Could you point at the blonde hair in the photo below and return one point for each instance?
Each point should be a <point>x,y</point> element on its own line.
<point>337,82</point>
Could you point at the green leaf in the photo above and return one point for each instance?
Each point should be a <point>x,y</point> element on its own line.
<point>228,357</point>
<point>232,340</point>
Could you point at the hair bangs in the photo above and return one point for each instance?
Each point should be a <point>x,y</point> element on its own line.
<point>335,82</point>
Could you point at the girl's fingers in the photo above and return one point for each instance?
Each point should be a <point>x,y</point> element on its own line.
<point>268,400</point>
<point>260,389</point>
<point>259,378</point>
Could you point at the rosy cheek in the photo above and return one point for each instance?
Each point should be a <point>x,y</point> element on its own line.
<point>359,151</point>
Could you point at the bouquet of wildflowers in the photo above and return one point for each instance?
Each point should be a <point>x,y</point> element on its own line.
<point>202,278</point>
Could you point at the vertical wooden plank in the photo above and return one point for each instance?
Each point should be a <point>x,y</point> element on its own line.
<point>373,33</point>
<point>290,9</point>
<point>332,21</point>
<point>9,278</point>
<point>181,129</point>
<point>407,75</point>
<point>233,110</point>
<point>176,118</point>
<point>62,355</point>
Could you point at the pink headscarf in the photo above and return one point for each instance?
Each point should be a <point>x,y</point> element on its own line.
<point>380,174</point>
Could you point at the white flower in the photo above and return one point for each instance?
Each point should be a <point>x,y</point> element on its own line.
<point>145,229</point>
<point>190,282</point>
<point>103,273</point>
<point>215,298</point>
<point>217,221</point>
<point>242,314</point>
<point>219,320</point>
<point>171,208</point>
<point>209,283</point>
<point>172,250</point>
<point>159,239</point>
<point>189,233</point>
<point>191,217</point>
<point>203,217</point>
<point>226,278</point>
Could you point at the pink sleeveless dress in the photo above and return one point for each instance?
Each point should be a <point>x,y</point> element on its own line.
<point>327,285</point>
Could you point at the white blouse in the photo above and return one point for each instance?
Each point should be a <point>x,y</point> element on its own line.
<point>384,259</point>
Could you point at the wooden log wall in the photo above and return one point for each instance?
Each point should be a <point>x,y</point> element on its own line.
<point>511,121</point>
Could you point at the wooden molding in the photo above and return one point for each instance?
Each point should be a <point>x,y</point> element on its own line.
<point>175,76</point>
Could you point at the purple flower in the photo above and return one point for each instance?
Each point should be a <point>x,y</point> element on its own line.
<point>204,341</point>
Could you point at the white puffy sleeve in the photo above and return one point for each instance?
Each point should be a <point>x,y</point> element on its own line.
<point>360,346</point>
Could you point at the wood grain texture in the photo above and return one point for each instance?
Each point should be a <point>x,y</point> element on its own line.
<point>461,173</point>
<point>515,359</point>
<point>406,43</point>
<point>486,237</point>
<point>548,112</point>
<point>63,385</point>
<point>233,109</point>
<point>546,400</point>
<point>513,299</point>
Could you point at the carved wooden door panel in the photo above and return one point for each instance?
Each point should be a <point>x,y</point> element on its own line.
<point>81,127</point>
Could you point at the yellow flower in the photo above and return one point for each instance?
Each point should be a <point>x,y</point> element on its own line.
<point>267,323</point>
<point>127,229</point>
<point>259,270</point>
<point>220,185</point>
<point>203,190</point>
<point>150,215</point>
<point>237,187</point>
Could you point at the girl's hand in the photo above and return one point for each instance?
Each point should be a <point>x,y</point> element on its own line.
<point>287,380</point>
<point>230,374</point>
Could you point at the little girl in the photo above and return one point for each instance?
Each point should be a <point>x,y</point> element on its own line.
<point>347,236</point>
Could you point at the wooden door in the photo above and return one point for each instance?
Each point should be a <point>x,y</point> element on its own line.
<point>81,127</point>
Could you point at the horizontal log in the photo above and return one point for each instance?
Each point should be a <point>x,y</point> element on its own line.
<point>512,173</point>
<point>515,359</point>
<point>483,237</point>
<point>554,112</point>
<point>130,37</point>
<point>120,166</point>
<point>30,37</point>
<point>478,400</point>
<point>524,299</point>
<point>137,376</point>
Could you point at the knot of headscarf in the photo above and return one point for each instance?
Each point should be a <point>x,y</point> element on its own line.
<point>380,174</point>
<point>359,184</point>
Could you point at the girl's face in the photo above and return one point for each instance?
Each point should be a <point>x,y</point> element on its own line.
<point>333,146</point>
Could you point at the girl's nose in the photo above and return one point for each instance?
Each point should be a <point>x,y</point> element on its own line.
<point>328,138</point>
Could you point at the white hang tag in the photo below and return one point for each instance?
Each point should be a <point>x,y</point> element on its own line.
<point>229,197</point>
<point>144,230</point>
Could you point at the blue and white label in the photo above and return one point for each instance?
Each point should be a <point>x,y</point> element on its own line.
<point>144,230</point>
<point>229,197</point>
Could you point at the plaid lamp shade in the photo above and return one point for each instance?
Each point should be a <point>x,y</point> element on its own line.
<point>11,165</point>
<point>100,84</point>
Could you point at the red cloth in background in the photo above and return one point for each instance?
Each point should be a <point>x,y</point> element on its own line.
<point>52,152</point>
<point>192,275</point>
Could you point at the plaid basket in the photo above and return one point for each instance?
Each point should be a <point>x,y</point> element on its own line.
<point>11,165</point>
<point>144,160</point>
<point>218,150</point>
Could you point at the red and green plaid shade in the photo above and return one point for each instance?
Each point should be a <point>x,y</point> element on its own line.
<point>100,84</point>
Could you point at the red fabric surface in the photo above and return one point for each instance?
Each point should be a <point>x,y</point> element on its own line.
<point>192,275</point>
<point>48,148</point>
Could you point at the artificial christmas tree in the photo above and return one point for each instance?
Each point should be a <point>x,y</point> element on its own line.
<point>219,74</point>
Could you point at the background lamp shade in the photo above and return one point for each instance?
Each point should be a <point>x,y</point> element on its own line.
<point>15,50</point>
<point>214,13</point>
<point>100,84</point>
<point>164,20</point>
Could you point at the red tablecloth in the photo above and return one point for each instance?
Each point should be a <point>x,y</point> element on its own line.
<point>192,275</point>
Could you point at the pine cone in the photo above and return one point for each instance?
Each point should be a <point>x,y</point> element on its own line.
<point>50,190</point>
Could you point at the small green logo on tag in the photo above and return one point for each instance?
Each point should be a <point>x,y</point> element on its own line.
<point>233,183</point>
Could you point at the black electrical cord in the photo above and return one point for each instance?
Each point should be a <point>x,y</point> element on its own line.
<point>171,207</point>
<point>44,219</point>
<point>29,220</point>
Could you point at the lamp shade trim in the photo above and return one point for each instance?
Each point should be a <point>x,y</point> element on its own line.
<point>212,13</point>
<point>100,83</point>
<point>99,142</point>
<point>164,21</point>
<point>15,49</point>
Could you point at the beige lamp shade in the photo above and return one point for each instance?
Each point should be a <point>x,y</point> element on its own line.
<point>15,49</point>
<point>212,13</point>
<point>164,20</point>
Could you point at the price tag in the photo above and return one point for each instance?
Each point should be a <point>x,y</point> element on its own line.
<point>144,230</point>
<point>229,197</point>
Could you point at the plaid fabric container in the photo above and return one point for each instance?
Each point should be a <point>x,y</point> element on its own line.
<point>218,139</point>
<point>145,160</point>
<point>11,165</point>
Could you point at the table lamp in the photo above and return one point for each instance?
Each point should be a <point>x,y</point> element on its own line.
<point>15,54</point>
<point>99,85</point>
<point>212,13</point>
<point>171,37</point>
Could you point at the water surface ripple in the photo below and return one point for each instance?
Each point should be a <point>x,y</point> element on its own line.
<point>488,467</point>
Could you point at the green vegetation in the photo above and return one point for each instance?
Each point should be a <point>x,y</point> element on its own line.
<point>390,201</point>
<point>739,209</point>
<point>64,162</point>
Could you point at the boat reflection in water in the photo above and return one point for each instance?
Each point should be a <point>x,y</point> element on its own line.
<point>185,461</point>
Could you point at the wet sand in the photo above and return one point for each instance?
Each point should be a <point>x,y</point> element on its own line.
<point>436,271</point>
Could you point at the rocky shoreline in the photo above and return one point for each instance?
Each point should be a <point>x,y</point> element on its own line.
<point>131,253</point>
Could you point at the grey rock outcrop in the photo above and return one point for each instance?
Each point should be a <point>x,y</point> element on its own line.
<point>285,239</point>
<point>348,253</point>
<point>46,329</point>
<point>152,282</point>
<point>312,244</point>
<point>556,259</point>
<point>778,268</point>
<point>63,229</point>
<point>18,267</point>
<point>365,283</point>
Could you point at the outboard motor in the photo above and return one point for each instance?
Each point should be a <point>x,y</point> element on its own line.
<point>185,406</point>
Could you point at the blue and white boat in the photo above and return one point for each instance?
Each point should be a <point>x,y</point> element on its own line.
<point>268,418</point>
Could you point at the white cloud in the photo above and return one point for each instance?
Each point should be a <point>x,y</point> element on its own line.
● ● ● ● ●
Return all lines from the data that include the string "boat".

### Response area:
Could you point at the boat reflection in water in the photo above and return one point for each instance?
Could you point at the blue and white boat in the photo above and return one point for each instance?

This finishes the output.